Internet revolution: Why broadband matters more than the railways

The internet has changed Britain in just a few years

Two million homes are now connected to superfast broadband. Matt Warman hails a revolution

In July 1991, the world wide web was accessed from the UK for the first time; fast forward just 24 years and millions use it every day to shop, sell, watch films and work. Often all at the same time. The growth of access to the web has been more rapid and more radical than the growth of motorways, the railways, the postal service and arguably even mains water. It has allowed everybody to do things that simply weren’t possible before and it has scarcely begun to really influence our lives.

Today the government announced that 2million homes and businesses now have access to superfast broadband, offering genuinely instant access to HD video, to the ability to work from home and to use phones, tablets games consoles and more simultaneously. The suggestion is that the target of 95 per cent of UK citizens having access to the web is in sight, and on track for the hoped-for 2017. With communications regulator Ofcom reporting that broadband data usage is doubling every year, it can’t come soon enough.

Getting here has been a troubled journey, and it’s not over yet. The initial target was for 90 per cent coverage by 2015, and many question whether the dash for speed of connection rather than geographical range has produced the right kind of benefits. While European Union funding has helped remote areas such as Cornwall, much of London and other major cities continue to have slow speeds because huge numbers of people seek to use limited resources and it’s harder to organise installation of improved equipment. The effect is to produce a very mixed map where many speeds remain far below those that service providers advertise.

But by focusing on speed, and with the help of PR initiatives such as London’s Tech City, the UK has burnished its reputation as Europe’s technology trailblazer. And all the while in the background the real work, largely in conjunction with BT, has been going on across the country.

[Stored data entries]
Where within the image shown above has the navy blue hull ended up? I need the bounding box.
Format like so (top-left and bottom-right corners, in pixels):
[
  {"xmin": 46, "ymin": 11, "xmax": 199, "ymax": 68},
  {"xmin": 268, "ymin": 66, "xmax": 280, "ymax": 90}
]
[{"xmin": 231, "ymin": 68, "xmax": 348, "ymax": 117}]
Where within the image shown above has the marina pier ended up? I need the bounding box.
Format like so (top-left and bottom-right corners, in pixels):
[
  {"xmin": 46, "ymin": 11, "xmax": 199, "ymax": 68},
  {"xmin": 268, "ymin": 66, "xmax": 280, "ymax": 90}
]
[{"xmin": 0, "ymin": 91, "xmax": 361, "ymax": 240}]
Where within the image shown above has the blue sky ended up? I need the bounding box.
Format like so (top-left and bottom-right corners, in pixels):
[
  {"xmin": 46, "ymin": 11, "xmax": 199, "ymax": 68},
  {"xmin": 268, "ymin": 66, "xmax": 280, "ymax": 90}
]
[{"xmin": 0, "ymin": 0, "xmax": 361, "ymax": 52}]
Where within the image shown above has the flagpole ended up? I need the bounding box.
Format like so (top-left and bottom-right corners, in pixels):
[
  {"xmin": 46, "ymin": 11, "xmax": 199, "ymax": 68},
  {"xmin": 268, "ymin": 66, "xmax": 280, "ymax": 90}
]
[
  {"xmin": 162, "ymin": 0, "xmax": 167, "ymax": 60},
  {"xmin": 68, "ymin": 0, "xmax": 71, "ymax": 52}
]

---

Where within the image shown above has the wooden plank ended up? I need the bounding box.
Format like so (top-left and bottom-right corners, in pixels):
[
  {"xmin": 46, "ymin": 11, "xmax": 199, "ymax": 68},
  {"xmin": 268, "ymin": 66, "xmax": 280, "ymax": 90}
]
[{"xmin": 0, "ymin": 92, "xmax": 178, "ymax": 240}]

■ **Questions to answer**
1. The broadband article compares the growth of web access with the growth of other systems in Britain. List each system it names in that comparison.
2. Set down the part of the broadband article starting with "In July 1991, the" and going on through "influence our lives.".
3. Take the broadband article further from the point where it stops.
These stored data entries are separate material and are not part of the broadband article.

■ **Numbered answers**
1.
- motorways
- the railways
- the postal service
- mains water

2.
In July 1991, the world wide web was accessed from the UK for the first time; fast forward just 24 years and millions use it every day to shop, sell, watch films and work. Often all at the same time. The growth of access to the web has been more rapid and more radical than the growth of motorways, the railways, the postal service and arguably even mains water. It has allowed everybody to do things that simply weren’t possible before and it has scarcely begun to really influence our lives.

3.
This has involved the hiring of hundreds of former military personnel and billions of pounds in public money. Controversial as it is, many now think the plan of getting local authorities to run projects might have been better organised as a single national programme, and controversy continues to surround BT’s alleged failure to be more open about where and when it is planning to deploy upgrades.

But in conjunction with pilot projects, from church tower radiowave systems to satellite broadband, Britain has become the most digital nation in Europe.

The challenge that remains – aside from the completion of the project – is now threefold. First, the technological hurdles that prevent a full, superfast nation to rival South Korea and other world leaders must still be overcome. This in part is why politicians such as Boris Johnson have promised 5G mobile phones in London by 2020 and why850,000 homes are to get access to satellite broadband sooner rather than later. Second, consumers must be persuaded to take up the services now offered, having been convinced that they are neither too expensive nor without real-life uses for both work and play.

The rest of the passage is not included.